TEXT SEGMENT.
You know what the kids are doing these days? Nothing. They are living in their parents' houses (or houses their parents pay for) and not working. But they are turning their unemployment into a new trend: the Millennial Job Whine.

What is this exciting new subset of blog entries and New York Times white people anomie exactly? What does it look like?

Well, it looks like this Times article from yesterday's edition about a young man with the impossibly ethnic name of Scott Nicholson. He's a pickle barrel-jawed son of Grafton, MA and a 2008 graduate of Colgate, a New York state toothpaste factory liberal arts college. Try as he might, and girl he is tryin', he just cannot get a job in his desired field, Corporate Stuff. Well, ha, actually, he did get offered a 40k/year job in Worcester but he turned it down because it was just a job, not a career. The Times pities him deeply — it's a long article! And they use Mr. Nicholson's story — including an audio slideshow of the lad shuffling around his family's pristine white clapboard home — to delve into a deeper issue of millennial kids (18-29) who just cannot find a damn job. It's a clinical, anthropological look peppered with the experiences of, in grand Times tradition, a privileged white individual.

So that is one arm of this Job Whine trend. Another is the you are there confessional blog post, as evidenced by a series of posts on the charming Geocities webpage "The Awl.com". In Diary of an Unemployed Class of '10 Philosophy Major in New York City a young fellow named Sam Biddle chronicles, with dead-eyed whimsy, his struggle in this most beguiling and difficult and initially magical of cities. He can't get work and yet, and yet, he somehow affords to live here. (Is that explained? I can't remember.) This is not meant to mock Mr. Biddle — the post series is well-written and manages to avoid nearly all the groan-inducing potholes something of this very particular genre would normally tromp right into — but the posts are a kind of moaning that could be seen as slightly above the problem. Biddle isn't begging for pity, but he does think that telling the story of a kid who graduated from college two months ago and moved to an expensive city and doesn't have a job YET is worth reading. Is it? Who knows. I read it! It's enjoyable. Do I feel bad for him? No.

No! No one should. And no one should feel bad for old Scotty Boo-Berry up there either. The Millennial Job Whine is not something that should elicit pity from any rational person. Not having a job certainly sucks. But turning down a 40k-a-year job or holding out for the dream gig (or at least the beginnings of the dream gig) while wasting away in Manhattan and thinking that's a Big Story sucks more. One difference in the two types of coverage of this boo-hoo phenomenon is that on "The Awl" LiveJournal site they are being a bit winking in their post series, I suspect. (Biddle included — he seems in on it.) But the Times is dreadfully serious. This young white man who lives in a nice house and went to Colgate is having a mild struggle to find a career for himself and that is a some Great Big Indicator of our troubled times. The Times certainly does its share of reporting on the genuine miseries in this country, but why then throw the balance so precariously out of whack with this Updikian rich people fact-fart? It's likely they're just trying to ruffle their readers, who are mainly the perpetually worried upper-middle-classers who crawled out of the '70s and '80s and never want to look back. They do, however, seem to have a strange proclivity (prurient delight?) for watching an entitled generation of unspecial kids flounder and flummox in the muddy river delta that is one's messy post-college years.

When I scrolled down to the bottom of Scott Nicholson's woeful tale, one of those slidey story suggestion things came whizzing out from the right-hand side. And do you know what the suggested article was? A graphtastic piece entitled Do You Earn More Than Your Parents Did? (You don't, if you're a man.) Nicely done, Times. Nicely done indeed.

CHECK YOUR UNDERSTANDING.
**A.** Switch "kids" to "young people" in the part of the Millennial Job Whine piece that opens with the words "You know what the kids" and closes with "it look like?", and give that part again.
**B.** Does the Millennial Job Whine piece agree with each statement? Answer yes or no, and quote the words that decide it. (i) Scott Nicholson graduated from Colgate in 2008. (ii) The writer feels bad for Sam Biddle. (iii) The suggested article at the bottom of Scott Nicholson's story was titled Do You Earn More Than Your Parents Did?
The lines after this come from a different source than the Millennial Job Whine piece.

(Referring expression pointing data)
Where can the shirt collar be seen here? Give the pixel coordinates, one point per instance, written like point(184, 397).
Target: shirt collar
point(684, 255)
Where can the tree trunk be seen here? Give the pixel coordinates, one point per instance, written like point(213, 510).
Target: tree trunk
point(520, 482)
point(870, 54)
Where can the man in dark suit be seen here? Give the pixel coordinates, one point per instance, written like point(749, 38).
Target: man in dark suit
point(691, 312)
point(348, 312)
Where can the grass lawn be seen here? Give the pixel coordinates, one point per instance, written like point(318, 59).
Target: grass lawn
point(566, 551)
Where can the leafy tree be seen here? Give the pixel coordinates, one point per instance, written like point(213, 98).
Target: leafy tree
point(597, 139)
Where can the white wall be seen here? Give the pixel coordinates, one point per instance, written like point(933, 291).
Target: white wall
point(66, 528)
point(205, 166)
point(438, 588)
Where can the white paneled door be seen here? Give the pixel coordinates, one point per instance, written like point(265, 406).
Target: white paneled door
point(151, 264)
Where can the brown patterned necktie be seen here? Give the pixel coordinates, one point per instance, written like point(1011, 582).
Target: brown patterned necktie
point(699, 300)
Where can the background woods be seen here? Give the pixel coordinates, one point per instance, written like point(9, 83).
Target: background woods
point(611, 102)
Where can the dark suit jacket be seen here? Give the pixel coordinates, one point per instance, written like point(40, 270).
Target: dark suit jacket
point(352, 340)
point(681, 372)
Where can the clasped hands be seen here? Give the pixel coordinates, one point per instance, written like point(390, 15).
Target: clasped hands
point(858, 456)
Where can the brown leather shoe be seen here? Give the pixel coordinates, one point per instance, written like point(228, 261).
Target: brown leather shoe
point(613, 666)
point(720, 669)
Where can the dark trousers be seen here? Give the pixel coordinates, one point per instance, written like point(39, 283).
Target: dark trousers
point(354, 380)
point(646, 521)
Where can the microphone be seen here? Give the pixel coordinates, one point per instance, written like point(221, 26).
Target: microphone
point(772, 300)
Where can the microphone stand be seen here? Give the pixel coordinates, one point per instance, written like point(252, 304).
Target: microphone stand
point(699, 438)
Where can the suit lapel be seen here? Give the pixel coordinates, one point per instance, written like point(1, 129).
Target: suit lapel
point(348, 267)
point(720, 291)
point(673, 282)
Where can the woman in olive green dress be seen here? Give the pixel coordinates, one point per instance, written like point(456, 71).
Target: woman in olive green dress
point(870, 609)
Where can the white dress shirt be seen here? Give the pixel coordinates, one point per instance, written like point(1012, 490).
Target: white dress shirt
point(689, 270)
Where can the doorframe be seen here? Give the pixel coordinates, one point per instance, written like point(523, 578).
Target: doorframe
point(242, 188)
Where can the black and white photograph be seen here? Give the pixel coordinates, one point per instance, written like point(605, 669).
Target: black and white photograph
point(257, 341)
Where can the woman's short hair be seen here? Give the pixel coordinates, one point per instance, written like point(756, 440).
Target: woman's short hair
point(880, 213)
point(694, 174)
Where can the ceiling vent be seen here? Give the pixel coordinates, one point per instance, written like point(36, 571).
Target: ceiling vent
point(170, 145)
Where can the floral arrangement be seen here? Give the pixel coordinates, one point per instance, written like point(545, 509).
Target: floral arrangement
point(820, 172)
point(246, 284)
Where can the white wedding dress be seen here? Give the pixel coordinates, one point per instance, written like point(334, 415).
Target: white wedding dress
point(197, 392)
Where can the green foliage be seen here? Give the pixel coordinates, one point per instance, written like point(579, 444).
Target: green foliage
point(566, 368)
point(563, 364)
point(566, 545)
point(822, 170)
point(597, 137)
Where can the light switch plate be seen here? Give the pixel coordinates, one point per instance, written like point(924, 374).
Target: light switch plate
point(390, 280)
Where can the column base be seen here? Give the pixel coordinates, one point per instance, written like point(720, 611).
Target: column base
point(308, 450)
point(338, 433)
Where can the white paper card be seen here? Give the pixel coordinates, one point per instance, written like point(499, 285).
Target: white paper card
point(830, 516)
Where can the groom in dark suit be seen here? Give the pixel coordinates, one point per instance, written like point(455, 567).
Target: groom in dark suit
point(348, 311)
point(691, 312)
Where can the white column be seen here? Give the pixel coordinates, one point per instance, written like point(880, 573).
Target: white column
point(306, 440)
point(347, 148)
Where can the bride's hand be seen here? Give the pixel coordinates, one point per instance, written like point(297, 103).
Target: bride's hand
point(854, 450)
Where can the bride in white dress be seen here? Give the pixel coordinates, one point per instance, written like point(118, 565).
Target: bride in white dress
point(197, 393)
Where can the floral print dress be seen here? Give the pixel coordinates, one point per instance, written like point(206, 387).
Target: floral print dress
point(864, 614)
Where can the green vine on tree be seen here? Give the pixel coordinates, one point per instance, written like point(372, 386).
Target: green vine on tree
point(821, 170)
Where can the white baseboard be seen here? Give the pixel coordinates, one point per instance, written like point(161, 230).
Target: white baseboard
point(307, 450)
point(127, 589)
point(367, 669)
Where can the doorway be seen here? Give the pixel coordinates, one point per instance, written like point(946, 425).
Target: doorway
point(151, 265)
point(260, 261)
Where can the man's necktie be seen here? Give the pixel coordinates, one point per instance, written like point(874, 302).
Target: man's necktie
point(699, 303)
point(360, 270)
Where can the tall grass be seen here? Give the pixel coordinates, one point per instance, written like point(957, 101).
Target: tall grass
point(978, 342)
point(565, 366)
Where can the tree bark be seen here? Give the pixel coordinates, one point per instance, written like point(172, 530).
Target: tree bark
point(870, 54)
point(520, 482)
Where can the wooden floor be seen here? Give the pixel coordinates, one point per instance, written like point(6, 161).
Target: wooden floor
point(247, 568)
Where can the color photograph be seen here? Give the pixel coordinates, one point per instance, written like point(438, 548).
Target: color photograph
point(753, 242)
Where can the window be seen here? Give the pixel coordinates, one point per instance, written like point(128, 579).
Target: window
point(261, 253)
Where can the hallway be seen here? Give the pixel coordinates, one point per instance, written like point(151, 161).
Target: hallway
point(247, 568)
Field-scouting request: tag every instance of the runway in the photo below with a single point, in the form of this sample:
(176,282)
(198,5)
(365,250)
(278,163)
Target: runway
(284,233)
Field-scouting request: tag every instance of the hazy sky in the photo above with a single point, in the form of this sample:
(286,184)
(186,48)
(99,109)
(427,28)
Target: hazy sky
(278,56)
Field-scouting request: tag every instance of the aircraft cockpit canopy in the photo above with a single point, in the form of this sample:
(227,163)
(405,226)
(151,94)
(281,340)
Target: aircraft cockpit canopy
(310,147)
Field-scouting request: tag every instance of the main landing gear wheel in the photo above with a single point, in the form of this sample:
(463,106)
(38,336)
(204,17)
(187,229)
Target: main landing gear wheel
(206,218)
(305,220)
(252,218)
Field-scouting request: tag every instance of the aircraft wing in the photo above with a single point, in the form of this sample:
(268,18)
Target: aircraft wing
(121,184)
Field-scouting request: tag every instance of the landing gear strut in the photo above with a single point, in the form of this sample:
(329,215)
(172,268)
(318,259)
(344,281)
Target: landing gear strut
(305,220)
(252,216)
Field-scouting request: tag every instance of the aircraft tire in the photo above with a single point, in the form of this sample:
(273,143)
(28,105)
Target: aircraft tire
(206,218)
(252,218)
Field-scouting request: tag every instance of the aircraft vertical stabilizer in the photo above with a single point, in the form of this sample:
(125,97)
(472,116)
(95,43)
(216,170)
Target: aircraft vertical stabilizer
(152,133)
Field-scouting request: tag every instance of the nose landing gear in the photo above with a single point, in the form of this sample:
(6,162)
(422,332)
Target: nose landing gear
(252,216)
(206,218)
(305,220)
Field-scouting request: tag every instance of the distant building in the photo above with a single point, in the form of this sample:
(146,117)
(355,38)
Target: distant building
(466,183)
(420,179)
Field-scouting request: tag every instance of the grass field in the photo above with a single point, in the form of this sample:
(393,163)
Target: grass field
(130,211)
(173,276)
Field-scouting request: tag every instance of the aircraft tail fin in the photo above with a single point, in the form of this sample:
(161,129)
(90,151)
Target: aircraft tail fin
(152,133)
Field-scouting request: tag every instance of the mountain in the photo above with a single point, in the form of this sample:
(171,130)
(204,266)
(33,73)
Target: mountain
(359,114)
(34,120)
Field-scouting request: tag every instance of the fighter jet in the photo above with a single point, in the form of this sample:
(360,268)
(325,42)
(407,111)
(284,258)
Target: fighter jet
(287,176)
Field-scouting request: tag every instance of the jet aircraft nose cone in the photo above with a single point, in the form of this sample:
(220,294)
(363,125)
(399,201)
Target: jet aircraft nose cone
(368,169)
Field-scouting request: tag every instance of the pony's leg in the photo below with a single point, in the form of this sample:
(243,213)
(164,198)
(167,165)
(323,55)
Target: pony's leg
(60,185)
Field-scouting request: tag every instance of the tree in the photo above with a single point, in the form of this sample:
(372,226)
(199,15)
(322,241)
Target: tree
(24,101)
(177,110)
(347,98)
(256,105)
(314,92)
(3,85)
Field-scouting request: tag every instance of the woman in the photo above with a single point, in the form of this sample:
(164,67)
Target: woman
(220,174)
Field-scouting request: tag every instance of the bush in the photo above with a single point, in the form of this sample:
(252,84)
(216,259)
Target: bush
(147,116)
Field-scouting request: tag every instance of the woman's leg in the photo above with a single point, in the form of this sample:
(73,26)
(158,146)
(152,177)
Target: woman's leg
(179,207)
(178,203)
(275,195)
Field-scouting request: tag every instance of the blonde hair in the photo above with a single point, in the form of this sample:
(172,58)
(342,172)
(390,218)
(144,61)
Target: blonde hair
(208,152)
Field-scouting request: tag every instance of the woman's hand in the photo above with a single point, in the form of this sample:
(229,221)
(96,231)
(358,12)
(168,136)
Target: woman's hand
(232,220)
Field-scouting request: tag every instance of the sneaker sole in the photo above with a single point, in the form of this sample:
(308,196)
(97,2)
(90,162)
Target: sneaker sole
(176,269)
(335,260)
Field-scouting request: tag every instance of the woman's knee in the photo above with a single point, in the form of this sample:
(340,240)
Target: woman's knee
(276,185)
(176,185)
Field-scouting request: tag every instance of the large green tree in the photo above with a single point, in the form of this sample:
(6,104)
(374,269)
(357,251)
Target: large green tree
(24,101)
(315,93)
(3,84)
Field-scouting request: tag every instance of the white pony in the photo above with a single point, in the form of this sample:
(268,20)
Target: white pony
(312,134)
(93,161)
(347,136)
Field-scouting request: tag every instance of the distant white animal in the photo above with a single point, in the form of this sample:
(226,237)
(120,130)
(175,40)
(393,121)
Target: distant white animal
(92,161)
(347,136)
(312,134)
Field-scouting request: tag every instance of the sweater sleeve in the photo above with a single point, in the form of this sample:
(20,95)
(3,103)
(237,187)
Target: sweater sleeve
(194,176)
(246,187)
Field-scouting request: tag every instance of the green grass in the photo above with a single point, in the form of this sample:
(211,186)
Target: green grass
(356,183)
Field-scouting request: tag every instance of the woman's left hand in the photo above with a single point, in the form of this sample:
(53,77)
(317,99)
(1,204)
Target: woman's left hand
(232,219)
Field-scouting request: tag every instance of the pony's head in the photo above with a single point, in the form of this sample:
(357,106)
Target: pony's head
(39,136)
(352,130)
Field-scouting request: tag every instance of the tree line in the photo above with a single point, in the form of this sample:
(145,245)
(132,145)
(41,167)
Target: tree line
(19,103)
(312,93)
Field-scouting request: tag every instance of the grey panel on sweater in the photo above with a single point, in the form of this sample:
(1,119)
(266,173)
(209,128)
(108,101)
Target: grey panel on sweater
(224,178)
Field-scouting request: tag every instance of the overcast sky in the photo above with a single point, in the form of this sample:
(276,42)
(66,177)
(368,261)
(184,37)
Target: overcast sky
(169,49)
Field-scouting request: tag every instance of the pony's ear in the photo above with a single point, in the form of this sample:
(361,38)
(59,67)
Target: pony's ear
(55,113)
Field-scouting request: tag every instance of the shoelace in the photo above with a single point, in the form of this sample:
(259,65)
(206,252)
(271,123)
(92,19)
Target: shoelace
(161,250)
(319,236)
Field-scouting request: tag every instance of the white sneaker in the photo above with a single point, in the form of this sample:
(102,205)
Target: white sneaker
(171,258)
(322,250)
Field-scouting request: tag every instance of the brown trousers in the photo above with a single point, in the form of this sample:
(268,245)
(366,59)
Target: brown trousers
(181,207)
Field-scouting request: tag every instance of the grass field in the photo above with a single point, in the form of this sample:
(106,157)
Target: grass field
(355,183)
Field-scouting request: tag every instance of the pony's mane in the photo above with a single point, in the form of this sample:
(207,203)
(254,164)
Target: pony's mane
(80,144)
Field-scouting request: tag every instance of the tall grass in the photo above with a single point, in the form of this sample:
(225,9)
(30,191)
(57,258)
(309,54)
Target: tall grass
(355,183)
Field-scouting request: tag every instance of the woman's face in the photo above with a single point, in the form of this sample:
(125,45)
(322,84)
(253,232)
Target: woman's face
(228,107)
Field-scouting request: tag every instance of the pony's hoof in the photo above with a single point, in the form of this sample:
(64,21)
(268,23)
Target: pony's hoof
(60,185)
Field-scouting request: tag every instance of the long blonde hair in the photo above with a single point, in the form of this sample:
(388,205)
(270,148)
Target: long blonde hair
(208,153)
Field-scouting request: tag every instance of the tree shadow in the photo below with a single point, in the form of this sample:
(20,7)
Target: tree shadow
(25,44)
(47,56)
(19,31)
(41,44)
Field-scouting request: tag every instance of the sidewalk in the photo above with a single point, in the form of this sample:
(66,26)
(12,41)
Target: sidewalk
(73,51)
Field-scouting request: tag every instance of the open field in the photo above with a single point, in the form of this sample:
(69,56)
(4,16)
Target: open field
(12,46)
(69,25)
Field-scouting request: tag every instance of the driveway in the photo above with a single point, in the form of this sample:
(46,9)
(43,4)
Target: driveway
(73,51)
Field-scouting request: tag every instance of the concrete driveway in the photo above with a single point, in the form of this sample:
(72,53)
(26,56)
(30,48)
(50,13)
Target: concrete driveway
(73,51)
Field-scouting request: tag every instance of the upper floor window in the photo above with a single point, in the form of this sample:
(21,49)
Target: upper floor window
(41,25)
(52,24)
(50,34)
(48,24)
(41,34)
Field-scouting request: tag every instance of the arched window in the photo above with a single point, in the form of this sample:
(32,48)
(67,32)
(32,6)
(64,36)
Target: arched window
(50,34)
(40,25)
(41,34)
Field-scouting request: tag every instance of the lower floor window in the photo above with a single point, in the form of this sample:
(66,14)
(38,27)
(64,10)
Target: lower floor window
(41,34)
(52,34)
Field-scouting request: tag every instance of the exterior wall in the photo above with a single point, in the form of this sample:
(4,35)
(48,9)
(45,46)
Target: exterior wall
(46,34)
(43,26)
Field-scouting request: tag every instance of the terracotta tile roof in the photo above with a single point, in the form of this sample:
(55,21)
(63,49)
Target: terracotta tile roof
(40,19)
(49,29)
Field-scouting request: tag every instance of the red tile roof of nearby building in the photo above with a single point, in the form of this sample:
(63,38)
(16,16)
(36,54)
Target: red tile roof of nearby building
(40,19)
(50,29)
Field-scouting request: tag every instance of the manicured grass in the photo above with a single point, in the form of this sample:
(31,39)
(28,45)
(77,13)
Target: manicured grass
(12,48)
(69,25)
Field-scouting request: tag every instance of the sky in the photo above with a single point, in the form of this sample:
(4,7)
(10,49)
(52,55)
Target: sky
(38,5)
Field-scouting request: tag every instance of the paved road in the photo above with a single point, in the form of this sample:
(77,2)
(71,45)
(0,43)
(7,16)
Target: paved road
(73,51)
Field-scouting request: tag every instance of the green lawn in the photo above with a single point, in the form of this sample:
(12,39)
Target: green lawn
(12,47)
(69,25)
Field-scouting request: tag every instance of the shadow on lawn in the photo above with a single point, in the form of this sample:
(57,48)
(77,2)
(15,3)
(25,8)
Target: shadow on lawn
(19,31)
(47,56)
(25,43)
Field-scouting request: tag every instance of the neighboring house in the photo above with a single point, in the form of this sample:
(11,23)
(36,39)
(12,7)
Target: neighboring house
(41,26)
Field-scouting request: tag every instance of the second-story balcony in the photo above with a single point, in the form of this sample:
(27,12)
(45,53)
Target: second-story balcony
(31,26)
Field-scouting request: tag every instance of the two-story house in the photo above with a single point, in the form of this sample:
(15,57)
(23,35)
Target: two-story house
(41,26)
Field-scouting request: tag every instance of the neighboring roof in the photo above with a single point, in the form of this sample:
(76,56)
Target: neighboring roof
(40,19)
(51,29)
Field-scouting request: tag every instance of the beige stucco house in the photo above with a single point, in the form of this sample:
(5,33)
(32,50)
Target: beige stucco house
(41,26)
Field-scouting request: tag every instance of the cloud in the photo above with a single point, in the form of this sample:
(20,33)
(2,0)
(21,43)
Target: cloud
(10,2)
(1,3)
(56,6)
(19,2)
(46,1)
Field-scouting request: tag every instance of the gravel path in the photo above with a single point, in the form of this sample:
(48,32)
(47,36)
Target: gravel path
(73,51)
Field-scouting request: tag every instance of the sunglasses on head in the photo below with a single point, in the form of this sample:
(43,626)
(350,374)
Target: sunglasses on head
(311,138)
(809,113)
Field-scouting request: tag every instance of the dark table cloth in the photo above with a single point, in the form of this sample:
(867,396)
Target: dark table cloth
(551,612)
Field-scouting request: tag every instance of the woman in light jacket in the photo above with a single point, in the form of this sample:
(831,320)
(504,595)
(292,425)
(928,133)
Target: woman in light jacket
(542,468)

WRITTEN ANSWERS.
**A.**
You know what the young people are doing these days? Nothing. They are living in their parents' houses (or houses their parents pay for) and not working. But they are turning their unemployment into a new trend: the Millennial Job Whine.

What is this exciting new subset of blog entries and New York Times white people anomie exactly? What does it look like?

**B.**
(i) Yes: "a 2008 graduate of Colgate"
(ii) No: "Do I feel bad for him? No."
(iii) Yes: "A graphtastic piece entitled Do You Earn More Than Your Parents Did?"